> **TASKS FOR THIS EXERCISE**
(1) Answer these from the FIGO text:
(a) In how many territories and countries does FIGO have member societies?
(b) Which foundation's grant funds the Maternal and Newborn Health Initiative?
(c) How many low- and middle-resource countries is that initiative meant to help?
(2) Resume the FIGO text on safe motherhood from its last sentence, carrying on in the same style.
[TEXT PROVIDED — start]
THE SPECIAL ROLE OF HEALTHCARE PROVIDERS The International Federation of Gynecology and Obstetrics (FIGO), the only global body representing the world's gynaecologists and obstetricians, with member societies in 124 territories and countries, is doing robust work to help advance safe motherhood. Our main goals are to promote the health and well-being of women worldwide and to improve the practice of gynaecology and obstetrics. We work with global partners to address the critical and neglected issues of preventable maternal mortality and morbidity. The medical solutions are well known and are not beyond health providers' capabilities. We believe that capacity building of professional organizations to address the issues of human resources and sustainability is essential.
FIGO's current work includes several major projects to help implement policies to advance safe motherhood:
■ Maternal and Newborn Health Initiative | A grant from the Bill and Melinda Gates Foundation enables FIGO to help improve the lives and health of women and newborns in fifteen low- and middle-resource countries with high maternal and newborn mortality and morbidity. Countries in the first phase of the project are Burkina Faso, Cameroon, Ethiopia, Mozambique, Nigeria, Uganda, India and Nepal.
[TEXT PROVIDED — finish]
[DATASET ENTRIES — start]
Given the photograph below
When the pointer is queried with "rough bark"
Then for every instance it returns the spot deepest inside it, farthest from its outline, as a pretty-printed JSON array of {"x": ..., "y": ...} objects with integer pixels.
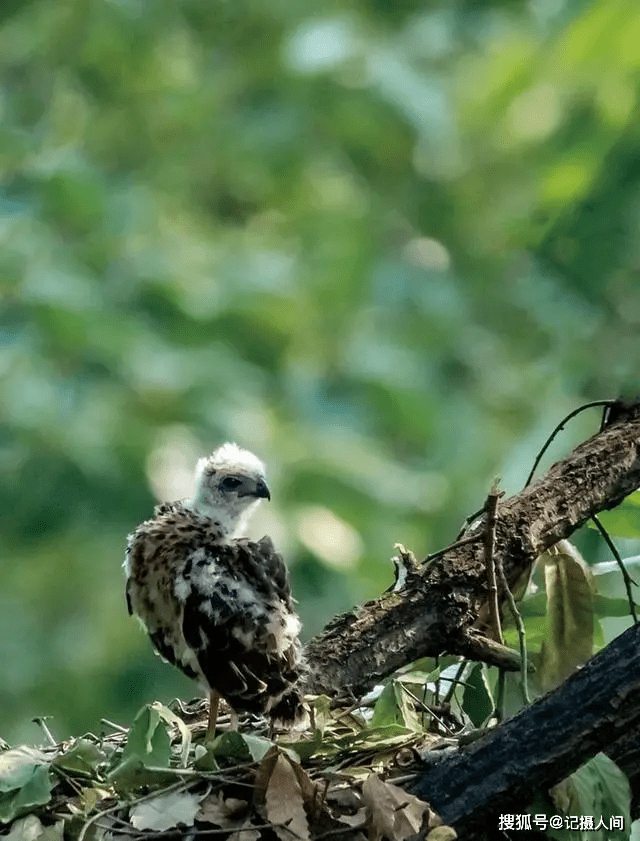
[
  {"x": 437, "y": 609},
  {"x": 598, "y": 706},
  {"x": 443, "y": 607}
]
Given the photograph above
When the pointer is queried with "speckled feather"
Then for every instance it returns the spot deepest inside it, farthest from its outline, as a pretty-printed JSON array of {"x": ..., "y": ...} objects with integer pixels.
[{"x": 220, "y": 610}]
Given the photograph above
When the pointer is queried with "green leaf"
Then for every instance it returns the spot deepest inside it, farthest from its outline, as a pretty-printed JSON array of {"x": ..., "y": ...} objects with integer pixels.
[
  {"x": 476, "y": 698},
  {"x": 230, "y": 745},
  {"x": 389, "y": 735},
  {"x": 605, "y": 606},
  {"x": 185, "y": 734},
  {"x": 395, "y": 706},
  {"x": 16, "y": 767},
  {"x": 623, "y": 521},
  {"x": 83, "y": 757},
  {"x": 148, "y": 739},
  {"x": 306, "y": 748},
  {"x": 257, "y": 745},
  {"x": 35, "y": 790},
  {"x": 597, "y": 788},
  {"x": 570, "y": 614}
]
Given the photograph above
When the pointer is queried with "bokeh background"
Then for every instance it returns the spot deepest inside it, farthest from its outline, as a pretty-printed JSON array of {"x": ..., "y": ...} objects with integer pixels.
[{"x": 385, "y": 245}]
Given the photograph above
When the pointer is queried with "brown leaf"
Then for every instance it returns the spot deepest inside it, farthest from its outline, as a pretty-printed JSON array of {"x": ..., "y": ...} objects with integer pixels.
[
  {"x": 442, "y": 833},
  {"x": 393, "y": 813},
  {"x": 570, "y": 616},
  {"x": 223, "y": 812},
  {"x": 284, "y": 803},
  {"x": 245, "y": 833}
]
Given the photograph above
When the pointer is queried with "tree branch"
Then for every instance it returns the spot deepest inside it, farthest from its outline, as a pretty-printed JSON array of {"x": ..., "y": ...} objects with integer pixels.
[
  {"x": 438, "y": 609},
  {"x": 541, "y": 745}
]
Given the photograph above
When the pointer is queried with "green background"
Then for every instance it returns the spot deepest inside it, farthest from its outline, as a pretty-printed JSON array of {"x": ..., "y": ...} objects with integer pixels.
[{"x": 386, "y": 246}]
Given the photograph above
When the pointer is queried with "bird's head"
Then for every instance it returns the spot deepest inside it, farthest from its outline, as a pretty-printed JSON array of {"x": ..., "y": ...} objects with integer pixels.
[{"x": 229, "y": 485}]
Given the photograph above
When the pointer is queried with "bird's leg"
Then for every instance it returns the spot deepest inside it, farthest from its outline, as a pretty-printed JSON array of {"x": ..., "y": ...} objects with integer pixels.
[{"x": 214, "y": 701}]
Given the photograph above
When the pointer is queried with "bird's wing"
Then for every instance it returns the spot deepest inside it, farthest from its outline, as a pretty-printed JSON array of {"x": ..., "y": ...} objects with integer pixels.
[{"x": 238, "y": 620}]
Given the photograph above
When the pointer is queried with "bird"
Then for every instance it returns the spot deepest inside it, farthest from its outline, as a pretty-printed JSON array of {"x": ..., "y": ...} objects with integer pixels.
[{"x": 214, "y": 603}]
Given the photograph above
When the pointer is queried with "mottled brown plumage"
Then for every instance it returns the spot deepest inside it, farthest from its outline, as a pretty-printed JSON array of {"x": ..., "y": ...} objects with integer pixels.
[{"x": 216, "y": 606}]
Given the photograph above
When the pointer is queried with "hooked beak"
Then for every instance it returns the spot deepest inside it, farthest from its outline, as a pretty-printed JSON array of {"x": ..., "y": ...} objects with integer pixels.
[
  {"x": 262, "y": 491},
  {"x": 259, "y": 490}
]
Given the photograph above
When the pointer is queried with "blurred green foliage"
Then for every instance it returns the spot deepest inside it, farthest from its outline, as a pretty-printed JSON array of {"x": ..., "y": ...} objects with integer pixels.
[{"x": 384, "y": 245}]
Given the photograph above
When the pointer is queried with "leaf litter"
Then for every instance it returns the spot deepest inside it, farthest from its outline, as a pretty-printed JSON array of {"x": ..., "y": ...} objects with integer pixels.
[{"x": 158, "y": 777}]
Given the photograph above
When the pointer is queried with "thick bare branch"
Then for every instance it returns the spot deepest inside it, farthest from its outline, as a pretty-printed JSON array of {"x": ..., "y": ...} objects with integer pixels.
[DATASET ENTRIES — finish]
> **TASK RESPONSES**
(1)
(a) 124
(b) The Bill and Melinda Gates Foundation
(c) Fifteen

(2)
■ Saving Mothers and Newborns Initiative | The project builds and sustains the capacity of the obstetrician/gynaecologist and midwifery societies in Haiti, Kenya, Kosovo, Moldova, Nigeria, Pakistan, Peru, Uganda, Ukraine and Uruguay. The initiative conducts essential projects relevant to the promotion of safe motherhood and the improvement of maternal health, and also addresses maternal and newborn health priorities, especially in urban poor and rural areas.
■ Fistula Initiative | FIGO is piloting a groundbreaking competency-based training manual aimed at medical practitioners in low- and middle-income countries.
■ Prevention of Unsafe Abortion Initiative | Aims to reduce the global maternal mortality rate of 13 per cent related to unsafe abortions, according to the United Nations Population Fund. The initiative has been implemented in
fifty-four countries through FIGO member associations.
■ Adolescent Sexual and Reproductive Health Initiative | FIGO strengthens the capacities of its member societies to support Adolescent Sexual Reproductive Health interventions at the national level for adolescent sexual and reproductive health.
The robust work of FIGO's committees and working groups on, for example, Safe Motherhood and Newborn Health, Women's Sexual and Reproductive Rights, Fistula, Ethical Aspects of Human Reproduction, and Women's Health and Prevention of Unsafe Abortion helps to keep health practitioners at the cutting edge of developments and to treat women with dignity and respect.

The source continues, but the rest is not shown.